== Problem ==
Retype the data below without any change, starting with the line containing "blurred green plant" and going on through the last line of the data.

— start of Items —

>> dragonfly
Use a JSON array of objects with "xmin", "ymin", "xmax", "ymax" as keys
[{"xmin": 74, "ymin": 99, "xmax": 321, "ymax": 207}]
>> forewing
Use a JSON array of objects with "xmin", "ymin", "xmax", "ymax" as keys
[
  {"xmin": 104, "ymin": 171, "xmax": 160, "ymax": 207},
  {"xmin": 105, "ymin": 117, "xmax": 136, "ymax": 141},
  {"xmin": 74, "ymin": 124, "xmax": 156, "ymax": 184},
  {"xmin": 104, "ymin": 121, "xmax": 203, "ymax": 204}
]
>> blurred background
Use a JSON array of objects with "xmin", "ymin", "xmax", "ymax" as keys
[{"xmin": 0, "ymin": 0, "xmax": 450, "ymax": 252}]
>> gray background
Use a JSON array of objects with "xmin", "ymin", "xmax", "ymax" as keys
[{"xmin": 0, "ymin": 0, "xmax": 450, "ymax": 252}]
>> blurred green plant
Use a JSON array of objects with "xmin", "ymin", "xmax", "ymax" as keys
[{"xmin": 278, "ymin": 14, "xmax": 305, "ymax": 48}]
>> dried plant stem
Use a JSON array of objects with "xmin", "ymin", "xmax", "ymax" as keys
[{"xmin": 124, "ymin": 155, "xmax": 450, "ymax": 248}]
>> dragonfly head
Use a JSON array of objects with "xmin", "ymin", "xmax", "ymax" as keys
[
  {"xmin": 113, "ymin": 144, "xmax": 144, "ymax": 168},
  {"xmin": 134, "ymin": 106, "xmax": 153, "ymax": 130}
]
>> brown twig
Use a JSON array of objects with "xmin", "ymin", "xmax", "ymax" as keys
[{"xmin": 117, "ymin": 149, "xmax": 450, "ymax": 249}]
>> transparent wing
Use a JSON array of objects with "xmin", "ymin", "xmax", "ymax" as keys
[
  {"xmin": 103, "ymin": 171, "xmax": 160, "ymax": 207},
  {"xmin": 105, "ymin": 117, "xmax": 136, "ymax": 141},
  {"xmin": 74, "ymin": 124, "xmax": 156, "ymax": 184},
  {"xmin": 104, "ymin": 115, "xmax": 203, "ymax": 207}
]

— end of Items —

== Full output ==
>> blurred green plant
Use a JSON array of objects with "xmin", "ymin", "xmax", "ymax" as keys
[{"xmin": 278, "ymin": 14, "xmax": 305, "ymax": 48}]
>> dried plant stem
Use a JSON array of objects with "xmin", "ymin", "xmax", "ymax" as keys
[{"xmin": 124, "ymin": 155, "xmax": 450, "ymax": 248}]
>> dragonfly head
Use a JSON array of objects with "xmin", "ymin", "xmax", "ymax" as keys
[
  {"xmin": 113, "ymin": 144, "xmax": 144, "ymax": 168},
  {"xmin": 134, "ymin": 106, "xmax": 153, "ymax": 130}
]
>> brown twig
Use a JSON array of objects with "xmin", "ymin", "xmax", "ymax" as keys
[{"xmin": 117, "ymin": 149, "xmax": 450, "ymax": 249}]
>> transparent wing
Use a JSON array of objects with "xmin", "ymin", "xmax", "ymax" as keys
[
  {"xmin": 103, "ymin": 171, "xmax": 160, "ymax": 207},
  {"xmin": 105, "ymin": 117, "xmax": 136, "ymax": 141},
  {"xmin": 74, "ymin": 124, "xmax": 156, "ymax": 184},
  {"xmin": 104, "ymin": 115, "xmax": 203, "ymax": 207}
]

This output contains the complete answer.